■ Do this ■
Please return the listing below line for line, changing nothing.

■ Detection annotation listing ■
********

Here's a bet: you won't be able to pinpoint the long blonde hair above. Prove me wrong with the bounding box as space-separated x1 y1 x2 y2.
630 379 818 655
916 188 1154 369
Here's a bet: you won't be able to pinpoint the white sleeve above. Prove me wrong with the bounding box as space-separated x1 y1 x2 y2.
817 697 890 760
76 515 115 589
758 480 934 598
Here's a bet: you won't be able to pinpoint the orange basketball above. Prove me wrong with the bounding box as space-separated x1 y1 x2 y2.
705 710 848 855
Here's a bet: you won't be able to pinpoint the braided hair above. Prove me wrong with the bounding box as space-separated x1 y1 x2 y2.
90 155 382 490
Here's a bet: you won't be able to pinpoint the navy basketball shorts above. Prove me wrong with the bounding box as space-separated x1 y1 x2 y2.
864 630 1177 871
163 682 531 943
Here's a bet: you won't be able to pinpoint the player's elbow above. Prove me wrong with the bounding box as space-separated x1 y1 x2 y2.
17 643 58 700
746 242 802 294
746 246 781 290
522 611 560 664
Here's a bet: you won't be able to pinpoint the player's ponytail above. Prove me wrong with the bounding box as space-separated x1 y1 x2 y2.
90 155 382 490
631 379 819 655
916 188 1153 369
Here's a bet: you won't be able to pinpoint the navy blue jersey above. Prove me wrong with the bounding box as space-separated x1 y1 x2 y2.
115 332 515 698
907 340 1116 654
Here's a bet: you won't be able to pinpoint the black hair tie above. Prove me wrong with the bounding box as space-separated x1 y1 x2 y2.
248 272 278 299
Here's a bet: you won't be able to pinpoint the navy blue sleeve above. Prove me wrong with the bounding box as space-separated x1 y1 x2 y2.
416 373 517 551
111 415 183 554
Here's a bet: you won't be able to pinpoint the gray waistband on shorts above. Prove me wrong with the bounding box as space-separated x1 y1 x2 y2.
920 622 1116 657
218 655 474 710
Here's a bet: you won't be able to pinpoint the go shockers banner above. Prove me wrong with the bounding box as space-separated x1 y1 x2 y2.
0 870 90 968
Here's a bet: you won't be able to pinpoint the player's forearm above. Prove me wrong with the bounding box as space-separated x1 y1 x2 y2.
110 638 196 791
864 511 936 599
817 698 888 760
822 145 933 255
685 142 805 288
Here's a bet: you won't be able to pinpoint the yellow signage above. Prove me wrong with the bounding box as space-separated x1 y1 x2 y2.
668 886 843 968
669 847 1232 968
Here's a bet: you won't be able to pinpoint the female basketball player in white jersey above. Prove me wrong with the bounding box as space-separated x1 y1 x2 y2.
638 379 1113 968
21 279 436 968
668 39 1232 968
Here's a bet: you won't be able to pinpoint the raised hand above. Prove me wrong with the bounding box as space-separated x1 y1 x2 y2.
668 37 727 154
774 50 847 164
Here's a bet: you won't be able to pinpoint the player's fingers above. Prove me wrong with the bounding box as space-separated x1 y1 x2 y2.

********

■ Completed task ■
Here's a bet: you won't be able to pinpoint the long blonde hair above. Prove me wrong with the bounding box as space-separated x1 y1 x2 y2.
630 379 818 655
916 188 1154 369
Here's a bet: you won't be able to pinpoint the white sleeve above. Prove me wrong with the bounding box as space-separated x1 y1 x2 y2.
817 697 890 760
76 515 115 589
758 480 934 598
Here's a bet: you won't be able to pinpoint the orange basketball above. Prove me wrong with the bounding box as space-separated x1 y1 x2 y2.
705 710 848 855
Here's a bet: you won't be able to pinpoint the braided hair above. Prove me wrong with the bounding box as space-separated x1 y1 x2 y2.
90 155 382 490
Here's a bet: you won't be able to pinpoint the navy basketball shorts above. Prove me wrong with the bounding box as space-separated x1 y1 x2 y2.
864 630 1177 871
163 682 531 943
Here's a bet: you won't be able to pinpoint the player's elbow above. Prove me wrong with the bounding box as space-separated x1 y1 x2 y2.
17 643 58 700
746 242 802 294
746 246 781 290
522 611 560 664
Here's a bet: you won't be able to pinpoint the player's ponytail above. Prove me wrong with the bounding box as space-separated x1 y1 x2 y2.
90 155 382 490
631 379 819 655
916 188 1153 369
Here's a bet: you won't be able to pinpoint the navy blue jersey above. Prove me wrong with the bounding box as space-separated x1 y1 x2 y2.
115 332 515 698
907 340 1116 654
Here's a bet: you won't be able to pinpoint the black hair tie above. Prove me wrong with the bounding box as space-separated x1 y1 x2 y2.
248 272 278 299
Here's a bet: you won't be able to pinpoint the navy blue sleeve above. Prove me wrong with the bounding box as space-separated x1 y1 x2 y2.
416 373 517 551
111 415 183 554
Here's a bet: you won't be able to pinpoint the gray waistband on shorts above. Prove me wrong with the bounding box as space-separated x1 y1 x2 y2.
920 622 1116 657
218 655 474 710
Here's a bet: you won't be able to pinpoint the go shockers banner above. Prove me wrong with the bounding box as space-separated x1 y1 x2 y2.
0 870 90 968
Here's a bet: you won't be able to pinpoint the player's forearm above. Prove me wrong with the bounding box as space-separated x1 y1 x2 y2.
110 638 196 791
864 511 936 599
817 698 888 760
822 145 933 255
685 142 805 288
Here's a bet: you won't be able to pinpoint the yellow signage above. Prove me wrong with the bounding box as space-separated x1 y1 x2 y2.
668 886 843 968
669 847 1232 968
Here's a bet: you won't be able to pinpoint the female basketball player in white jersey above. Prove me wrong with the bounding box as space-separated x1 y1 x2 y2.
638 379 1113 968
21 279 436 968
668 39 1232 968
Here's a bet: you won't be able to pinpoint the raised hand above. Prove me wrong with the bounding box as space-separated x1 y1 x2 y2.
668 37 727 154
774 50 847 164
Here's a bet: you won't be able to pinpoint the player's fingers above. Prove me wrong with the bounding box as space-separated x1 y1 x2 y2.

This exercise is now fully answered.